Text segment |
Yes, this sounds like an odd thing to say given the position of my earlier study. But, when I analyze the extra rider fees charged in the name of these living benefit guarantees, I can't help but wonder why Wall Street's investment bankers charge so much more for the same type of derivative security -- essentially long-term put options -- when they are purchased on a stand-alone basis.

In fact, when I obtained some pricey quotes for buying stand-alone put options to protect a hypothetical retiree's lifetime income, I first thought it was the derivatives dealers and option market makers that were overcharging! But, after some careful analysis, the same mathematical models that told us a decade ago that basic death benefit guarantees were overpriced are now telling us that many living benefits are underpriced.

As an example, a colleague of mine, Dr. Thomas Salisbury, and I recently published a study in the actuarial journal Insurance: Mathematics and Economics in 2006 demonstrating that the GMWB rider, which charges an extra 30 to 50 basis points, might actually cost between 75 and 160 basis points to hedge in the capital markets. _


----------



## Belguy (May 24, 2010)

One observation that I have made, over and over and over again, is that when the guests give their 'top picks', the disclosure notice often shows that they themselves, or the funds that they manage, are not invested in the companies that they are recommending. 

Why might this be? Why are they not invested in what they are recommending as 'top picks' to the viewers?

Makes no sense to me


----------



## davext (Apr 11, 2010)

I recently got into Options trading and I watch Mike Khouw on CNBC. On Fridays, they have an options trading segment that can get pretty creative.

I took their advice last Friday, and made about $4000 today with very low relative risk taken, about 600% gain.

That being said, I usually don't do anything they say but the creativeness that offer trade advice is very logical, lots of math and less opinion than technical/fundamental recommendations.


----------



## MoneyGal (Apr 24, 2009)

Belguy said:


> One observation that I have made, over and over and over again, is that when the guests give their 'top picks', the disclosure notice often shows that they themselves, or the funds that they manage, are not invested in the companies that they are recommending.
> 
> Why might this be? Why are they not invested in what they are recommending as 'top picks' to the viewers?
> 
> Makes no sense to me


Some dealers will require their analysts to hold all recommended picks in their portfolios - in fact, to have their portfolios mirror the company recommendations, with no "trading against advice."


----------



## kcowan (Jul 1, 2010)

MoneyGal said:


> Some dealers will require their analysts to hold all recommended picks in their portfolios - in fact, to have their portfolios mirror the company recommendations, with no "trading against advice."


 Ys whether they hold it or don't hold it is somewhat a policy question rather than an indication of the quality of the recommendation. If they hold it maybe they are trying to make their position come true. If they don't hold it, maybe they have more credibility. Who knows?


----------



## Larry6417 (Jan 27, 2010)

*My 2 cents*

The average mutual fund manager/ analyst is, by definition, average. The average mutual fund manager slightly underperforms the index. Unless BNN has a special ability to choose only above (or below) average fund managers, the fund managers on BNN are average. Therefore, I would expect recommendations, on average, to approximate the respective index.

Written task 1 | Reproduce the stretch of the forum thread from "As an example, a" through "(May 24, 2010)".
Written task 2 | Decide whether each statement agrees with the forum thread, answering yes or no and quoting the words that settle it: (a) The GMWB rider charges an extra 30 to 50 basis points. (b) davext reports a gain of about 60%. (c) Larry6417 expects recommendations, on average, to beat the respective index.
Written task 3 | In which journal was the 2006 study on the GMWB rider published, according to the forum thread?
The items come from a source separate from the forum thread.

Data |
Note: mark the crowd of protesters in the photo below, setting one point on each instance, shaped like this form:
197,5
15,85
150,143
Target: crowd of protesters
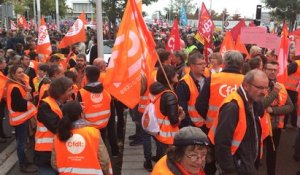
236,102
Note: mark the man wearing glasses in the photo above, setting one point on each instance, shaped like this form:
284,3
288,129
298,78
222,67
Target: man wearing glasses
236,131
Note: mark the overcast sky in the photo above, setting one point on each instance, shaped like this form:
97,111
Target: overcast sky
246,8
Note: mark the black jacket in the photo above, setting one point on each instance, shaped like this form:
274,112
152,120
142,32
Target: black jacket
247,155
168,102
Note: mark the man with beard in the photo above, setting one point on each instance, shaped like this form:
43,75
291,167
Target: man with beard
79,68
236,132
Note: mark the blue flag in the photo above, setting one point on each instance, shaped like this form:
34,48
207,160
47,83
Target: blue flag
183,18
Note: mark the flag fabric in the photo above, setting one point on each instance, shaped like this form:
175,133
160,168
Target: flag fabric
13,26
75,34
236,30
205,24
173,43
241,47
283,55
43,44
227,43
3,80
183,18
133,54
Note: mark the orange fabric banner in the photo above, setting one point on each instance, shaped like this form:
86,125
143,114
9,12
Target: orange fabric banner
133,54
283,55
75,34
43,44
227,43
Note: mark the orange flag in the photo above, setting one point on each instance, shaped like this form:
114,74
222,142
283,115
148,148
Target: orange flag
133,54
241,47
227,43
75,34
43,44
283,55
3,80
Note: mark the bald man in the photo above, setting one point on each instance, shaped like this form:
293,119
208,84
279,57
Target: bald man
236,133
100,64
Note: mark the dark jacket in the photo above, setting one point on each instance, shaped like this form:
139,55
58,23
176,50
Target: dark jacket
247,155
95,87
50,120
183,93
168,102
203,98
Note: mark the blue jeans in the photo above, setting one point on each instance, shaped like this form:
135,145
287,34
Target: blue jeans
21,138
297,145
46,170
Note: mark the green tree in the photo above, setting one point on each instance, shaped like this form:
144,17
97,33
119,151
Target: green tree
284,10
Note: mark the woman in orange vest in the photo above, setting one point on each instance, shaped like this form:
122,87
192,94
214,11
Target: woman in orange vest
166,109
78,148
48,117
187,156
20,111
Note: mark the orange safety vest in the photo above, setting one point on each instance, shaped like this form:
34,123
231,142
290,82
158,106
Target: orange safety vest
241,127
43,137
96,107
79,154
167,131
282,98
222,84
196,118
17,118
293,79
144,99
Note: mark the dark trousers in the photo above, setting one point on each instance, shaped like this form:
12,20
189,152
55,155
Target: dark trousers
270,152
293,115
21,139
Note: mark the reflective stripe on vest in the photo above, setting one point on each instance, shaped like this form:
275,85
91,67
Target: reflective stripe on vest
80,170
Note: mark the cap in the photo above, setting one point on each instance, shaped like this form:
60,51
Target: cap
190,136
72,108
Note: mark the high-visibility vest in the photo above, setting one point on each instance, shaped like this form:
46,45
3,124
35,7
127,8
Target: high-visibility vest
43,137
196,118
96,107
166,130
144,99
282,98
100,79
222,84
15,117
241,126
162,168
293,79
79,154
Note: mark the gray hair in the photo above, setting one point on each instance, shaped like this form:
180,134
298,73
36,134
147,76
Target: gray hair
233,59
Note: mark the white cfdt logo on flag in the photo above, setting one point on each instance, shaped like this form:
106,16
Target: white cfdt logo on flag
75,144
225,90
76,28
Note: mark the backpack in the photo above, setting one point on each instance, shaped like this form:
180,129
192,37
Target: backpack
149,118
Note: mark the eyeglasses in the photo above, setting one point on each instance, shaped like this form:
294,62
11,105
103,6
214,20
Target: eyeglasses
259,87
195,157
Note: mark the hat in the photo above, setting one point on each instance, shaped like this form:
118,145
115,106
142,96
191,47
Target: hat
72,108
190,136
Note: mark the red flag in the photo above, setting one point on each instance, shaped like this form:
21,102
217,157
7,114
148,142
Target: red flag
3,80
43,44
133,54
236,30
173,43
205,24
227,43
241,47
13,25
75,34
283,55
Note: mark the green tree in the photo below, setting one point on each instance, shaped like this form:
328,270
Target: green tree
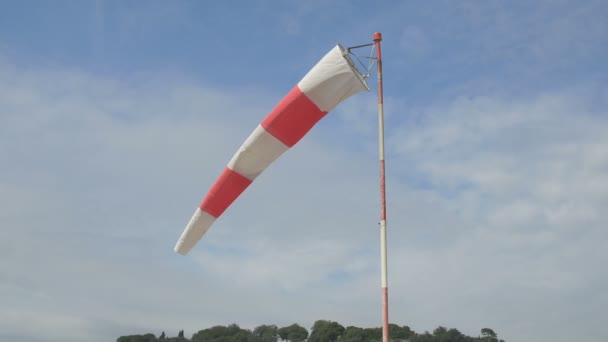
373,334
425,337
220,333
325,331
137,338
396,332
353,334
293,333
488,335
266,333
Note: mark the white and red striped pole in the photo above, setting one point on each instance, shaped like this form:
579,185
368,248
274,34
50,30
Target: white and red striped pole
385,333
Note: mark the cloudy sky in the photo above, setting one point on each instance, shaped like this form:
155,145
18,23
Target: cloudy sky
117,116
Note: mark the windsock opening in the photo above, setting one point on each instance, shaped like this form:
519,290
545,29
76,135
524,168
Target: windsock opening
331,81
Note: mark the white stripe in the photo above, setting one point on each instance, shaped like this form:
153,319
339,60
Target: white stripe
257,153
332,80
197,227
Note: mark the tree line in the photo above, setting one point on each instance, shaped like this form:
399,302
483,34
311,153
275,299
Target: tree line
321,331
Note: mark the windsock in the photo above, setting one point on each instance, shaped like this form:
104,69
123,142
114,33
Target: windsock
331,81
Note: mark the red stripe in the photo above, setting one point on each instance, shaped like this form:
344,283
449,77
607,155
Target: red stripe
293,117
226,189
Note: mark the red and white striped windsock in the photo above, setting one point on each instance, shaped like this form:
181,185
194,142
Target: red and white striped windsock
332,80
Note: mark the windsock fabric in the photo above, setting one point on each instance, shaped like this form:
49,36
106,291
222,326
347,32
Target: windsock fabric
331,81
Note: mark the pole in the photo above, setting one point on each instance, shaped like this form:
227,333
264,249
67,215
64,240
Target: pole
385,334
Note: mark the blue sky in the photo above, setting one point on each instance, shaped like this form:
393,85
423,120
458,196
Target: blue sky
117,116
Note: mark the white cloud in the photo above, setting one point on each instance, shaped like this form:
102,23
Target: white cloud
495,214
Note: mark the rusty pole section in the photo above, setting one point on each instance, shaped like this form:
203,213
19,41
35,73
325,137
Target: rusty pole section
385,333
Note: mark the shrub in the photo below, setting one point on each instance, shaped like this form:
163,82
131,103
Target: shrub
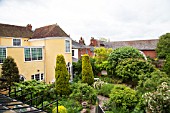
87,73
62,76
83,92
150,82
61,109
131,69
123,97
71,105
106,89
121,53
158,101
98,84
163,48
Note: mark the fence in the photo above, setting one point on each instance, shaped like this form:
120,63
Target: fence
21,103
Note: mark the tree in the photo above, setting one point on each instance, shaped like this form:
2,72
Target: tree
130,69
158,101
163,46
121,53
10,71
123,97
166,66
147,82
87,73
62,76
102,54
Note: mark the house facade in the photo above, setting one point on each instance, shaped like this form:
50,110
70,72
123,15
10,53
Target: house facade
35,52
79,49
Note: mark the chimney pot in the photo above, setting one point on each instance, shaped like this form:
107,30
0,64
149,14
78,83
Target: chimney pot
29,26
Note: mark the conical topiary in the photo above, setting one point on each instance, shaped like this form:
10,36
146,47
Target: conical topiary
62,76
87,73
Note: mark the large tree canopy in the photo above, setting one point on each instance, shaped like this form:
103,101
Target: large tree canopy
163,46
121,53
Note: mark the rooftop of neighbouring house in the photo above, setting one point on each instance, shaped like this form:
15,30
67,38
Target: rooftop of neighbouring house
76,45
149,44
49,31
7,30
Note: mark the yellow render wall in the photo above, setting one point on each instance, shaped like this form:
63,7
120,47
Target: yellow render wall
53,47
25,68
7,41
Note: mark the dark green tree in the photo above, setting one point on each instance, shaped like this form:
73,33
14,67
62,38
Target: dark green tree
163,46
166,66
10,71
130,70
121,53
61,76
87,72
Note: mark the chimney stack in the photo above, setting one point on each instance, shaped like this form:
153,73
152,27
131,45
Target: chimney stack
29,26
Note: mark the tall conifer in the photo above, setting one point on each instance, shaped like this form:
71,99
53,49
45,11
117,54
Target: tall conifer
87,73
61,76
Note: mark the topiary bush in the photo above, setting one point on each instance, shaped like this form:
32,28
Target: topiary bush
62,76
87,73
131,69
158,101
98,84
61,109
123,97
122,53
83,92
106,89
150,82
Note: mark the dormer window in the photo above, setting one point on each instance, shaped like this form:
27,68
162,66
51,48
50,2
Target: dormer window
16,42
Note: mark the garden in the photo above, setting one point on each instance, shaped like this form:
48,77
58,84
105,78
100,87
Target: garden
132,83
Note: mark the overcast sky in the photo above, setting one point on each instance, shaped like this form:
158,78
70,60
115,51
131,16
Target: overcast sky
111,19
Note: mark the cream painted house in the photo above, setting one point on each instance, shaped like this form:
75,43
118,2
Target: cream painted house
35,51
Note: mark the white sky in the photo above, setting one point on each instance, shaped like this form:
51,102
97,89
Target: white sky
113,19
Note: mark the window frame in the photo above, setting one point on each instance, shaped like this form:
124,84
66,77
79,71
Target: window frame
31,55
67,47
17,39
5,54
41,78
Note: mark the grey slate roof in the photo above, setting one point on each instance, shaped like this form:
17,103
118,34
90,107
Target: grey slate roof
49,31
7,30
139,44
76,45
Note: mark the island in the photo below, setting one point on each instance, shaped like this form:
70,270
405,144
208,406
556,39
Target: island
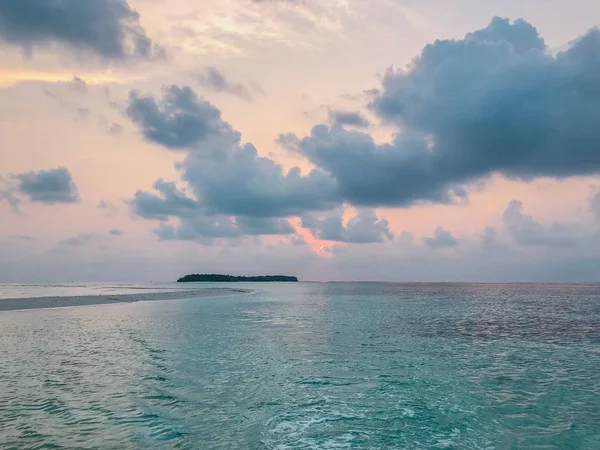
234,279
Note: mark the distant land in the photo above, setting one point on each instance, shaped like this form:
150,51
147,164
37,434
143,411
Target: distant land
234,279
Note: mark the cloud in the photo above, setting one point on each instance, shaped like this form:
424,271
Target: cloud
170,202
215,80
180,120
527,231
77,241
109,209
352,118
595,203
7,194
223,176
489,237
364,228
78,85
205,229
107,28
47,186
496,102
441,239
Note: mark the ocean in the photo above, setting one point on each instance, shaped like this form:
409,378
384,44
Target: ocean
306,366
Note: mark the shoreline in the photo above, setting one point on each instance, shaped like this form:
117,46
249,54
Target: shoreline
16,304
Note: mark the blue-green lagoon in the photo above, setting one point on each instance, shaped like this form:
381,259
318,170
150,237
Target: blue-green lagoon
310,366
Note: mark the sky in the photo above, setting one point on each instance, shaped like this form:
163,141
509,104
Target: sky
389,140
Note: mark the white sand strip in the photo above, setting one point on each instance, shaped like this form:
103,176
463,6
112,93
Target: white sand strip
11,304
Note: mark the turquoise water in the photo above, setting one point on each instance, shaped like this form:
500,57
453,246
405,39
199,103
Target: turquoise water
310,366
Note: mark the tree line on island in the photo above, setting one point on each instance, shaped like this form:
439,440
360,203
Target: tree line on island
232,278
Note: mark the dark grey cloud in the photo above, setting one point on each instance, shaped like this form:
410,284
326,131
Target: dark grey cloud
352,118
527,231
108,28
364,228
180,120
441,239
207,228
169,201
7,194
215,80
495,102
47,186
224,177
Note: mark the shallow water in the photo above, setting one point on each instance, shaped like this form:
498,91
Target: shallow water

Right answer 1 |
As an example, a colleague of mine, Dr. Thomas Salisbury, and I recently published a study in the actuarial journal Insurance: Mathematics and Economics in 2006 demonstrating that the GMWB rider, which charges an extra 30 to 50 basis points, might actually cost between 75 and 160 basis points to hedge in the capital markets. _


----------



## Belguy (May 24, 2010)

Right answer 2 |
(a) Yes: "the GMWB rider, which charges an extra 30 to 50 basis points"
(b) No: "made about $4000 today with very low relative risk taken, about 600% gain"
(c) No: "I would expect recommendations, on average, to approximate the respective index"

Right answer 3 | Insurance: Mathematics and Economics